#### Source extract:
--- START ---

Investors like theme funds. These are funds that construct portfolios based on certain innovative or next-generation growth sectors.
Alternative energy and water, for instance, are theme investments. Theme funds are available in the country, though not in plenty. Should investors carry such funds in their portfolio?
Theme vs Sector
Theme investment refers to identifying trends or themes that are likely to drive a certain group of assets. A popular theme investment is water.
A fund having such a mandate will invest in companies in the business of Water Treatment Chemicals, Pump Equipment, Water Utilities, Water Purification and Water Pipeline Construction.
Two popular theme funds offered in India are Services Sector Funds and Infrastructure Funds.
A Services Sector Fund invests in companies engaged in financial services, technology, hotels and entertainment.
The Infrastructure Fund would have exposure to companies in non-ferrous metals, cement, construction and capital goods.
A theme fund, hence, takes exposure to more than one sector. Besides, it can engage in style rotation.

--- END ---

[Natural-language object grounding data]
--- START ---

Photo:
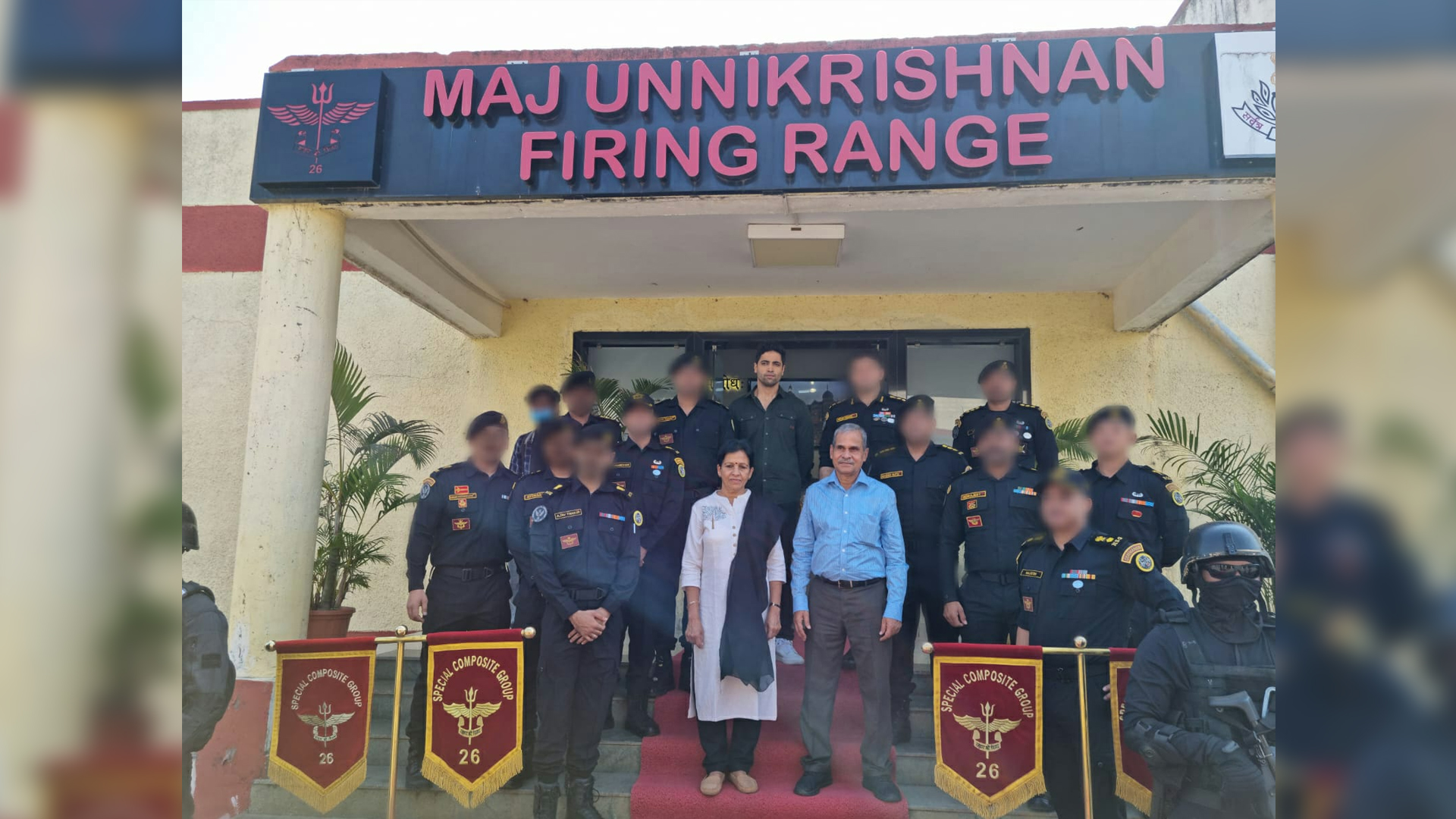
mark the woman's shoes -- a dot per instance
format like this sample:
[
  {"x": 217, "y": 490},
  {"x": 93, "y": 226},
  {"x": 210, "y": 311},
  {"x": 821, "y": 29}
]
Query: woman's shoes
[{"x": 743, "y": 781}]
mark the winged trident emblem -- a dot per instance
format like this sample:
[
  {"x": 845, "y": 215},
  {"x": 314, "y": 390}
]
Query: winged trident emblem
[
  {"x": 471, "y": 717},
  {"x": 327, "y": 725},
  {"x": 319, "y": 117},
  {"x": 986, "y": 732}
]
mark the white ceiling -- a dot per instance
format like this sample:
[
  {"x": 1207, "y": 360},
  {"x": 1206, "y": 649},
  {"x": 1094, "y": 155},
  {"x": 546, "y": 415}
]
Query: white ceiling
[{"x": 1037, "y": 248}]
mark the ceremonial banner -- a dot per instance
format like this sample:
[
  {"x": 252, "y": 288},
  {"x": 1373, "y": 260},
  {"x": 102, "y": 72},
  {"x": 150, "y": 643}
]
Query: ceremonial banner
[
  {"x": 473, "y": 713},
  {"x": 987, "y": 725},
  {"x": 321, "y": 717},
  {"x": 1134, "y": 780}
]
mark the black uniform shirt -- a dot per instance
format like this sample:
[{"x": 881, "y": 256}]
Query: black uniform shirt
[
  {"x": 654, "y": 477},
  {"x": 919, "y": 496},
  {"x": 1088, "y": 589},
  {"x": 585, "y": 541},
  {"x": 783, "y": 445},
  {"x": 993, "y": 519},
  {"x": 880, "y": 420},
  {"x": 459, "y": 521},
  {"x": 1038, "y": 444},
  {"x": 1142, "y": 504},
  {"x": 696, "y": 436}
]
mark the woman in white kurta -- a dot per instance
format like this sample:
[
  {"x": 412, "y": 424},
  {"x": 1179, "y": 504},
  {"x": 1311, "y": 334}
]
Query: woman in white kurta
[{"x": 712, "y": 542}]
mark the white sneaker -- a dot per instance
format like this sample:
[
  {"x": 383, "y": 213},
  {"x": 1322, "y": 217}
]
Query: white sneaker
[{"x": 786, "y": 653}]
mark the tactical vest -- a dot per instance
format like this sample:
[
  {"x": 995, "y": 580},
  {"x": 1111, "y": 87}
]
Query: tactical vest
[{"x": 1207, "y": 679}]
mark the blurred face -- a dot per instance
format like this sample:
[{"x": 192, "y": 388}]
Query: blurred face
[
  {"x": 734, "y": 471},
  {"x": 998, "y": 447},
  {"x": 580, "y": 400},
  {"x": 848, "y": 453},
  {"x": 999, "y": 385},
  {"x": 918, "y": 426},
  {"x": 1065, "y": 509},
  {"x": 593, "y": 460},
  {"x": 1111, "y": 439},
  {"x": 865, "y": 375},
  {"x": 691, "y": 381},
  {"x": 557, "y": 449},
  {"x": 769, "y": 369},
  {"x": 639, "y": 422},
  {"x": 490, "y": 444}
]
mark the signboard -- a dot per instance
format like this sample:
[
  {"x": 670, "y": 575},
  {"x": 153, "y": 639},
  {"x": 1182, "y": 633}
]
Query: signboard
[
  {"x": 940, "y": 117},
  {"x": 1247, "y": 93}
]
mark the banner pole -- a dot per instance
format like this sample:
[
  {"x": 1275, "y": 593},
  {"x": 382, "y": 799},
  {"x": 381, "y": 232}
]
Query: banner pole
[
  {"x": 1087, "y": 742},
  {"x": 394, "y": 725}
]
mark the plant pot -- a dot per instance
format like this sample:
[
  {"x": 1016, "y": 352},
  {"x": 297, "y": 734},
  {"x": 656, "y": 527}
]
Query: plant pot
[{"x": 329, "y": 623}]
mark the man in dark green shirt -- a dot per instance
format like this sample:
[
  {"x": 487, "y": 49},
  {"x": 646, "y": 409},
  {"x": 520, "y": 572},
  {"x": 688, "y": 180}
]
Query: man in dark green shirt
[{"x": 781, "y": 435}]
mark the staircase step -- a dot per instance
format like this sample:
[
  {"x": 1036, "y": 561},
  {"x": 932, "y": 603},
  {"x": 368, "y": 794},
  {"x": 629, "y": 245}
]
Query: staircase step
[{"x": 372, "y": 800}]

--- END ---

#### List of tasks:
a: Using the theme-fund passage, list the kinds of companies that a fund with a water-theme mandate invests in.
b: Write the next paragraph of the theme-fund passage, starting after its final sentence.

#### Per-task answers:
a: Water Treatment Chemicals, Pump Equipment, Water Utilities, Water Purification, Water Pipeline Construction

b:
A service sector fund may be overweight on, say, large-cap financial services stocks in one month and shift to mid-cap technology stocks the next month.
These factors — style rotation and multi-sector exposure – have to be considered before an investor buys such theme funds within the core-satellite framework.
The core portfolio typically carries exposure to a broad-based benchmark index such as the S&P CNX 500. It can alternatively carry exposure to a large-cap style index fund such as those benchmarked to the S&P CNX Nifty or the BSE Sensex.
Theme funds and sector funds have to be, hence, carried only in the satellite portfolio — a portfolio that is constructed to generate excess returns over the benchmark. In the article dated November 15, we discussed why sector funds are optimal for the satellite portfolio. The same argument cannot, however, be used for theme funds. Why?
Take a core-satellite portfolio that contains Nifty Index fund inside the equity core and service sector fund as part of the satellite portfolio. A significant proportion of the holdings in the service sector fund will overlap with the Nifty fund due to its multi-sector exposure, leading to unintentional overweight on stocks. Infosys, HDFC, SBI and TCS, for instance.
Theme funds in emerging industries such as water or alternative energy would, however, be optimal within the satellite portfolio, as the overlap exposure will be minimal.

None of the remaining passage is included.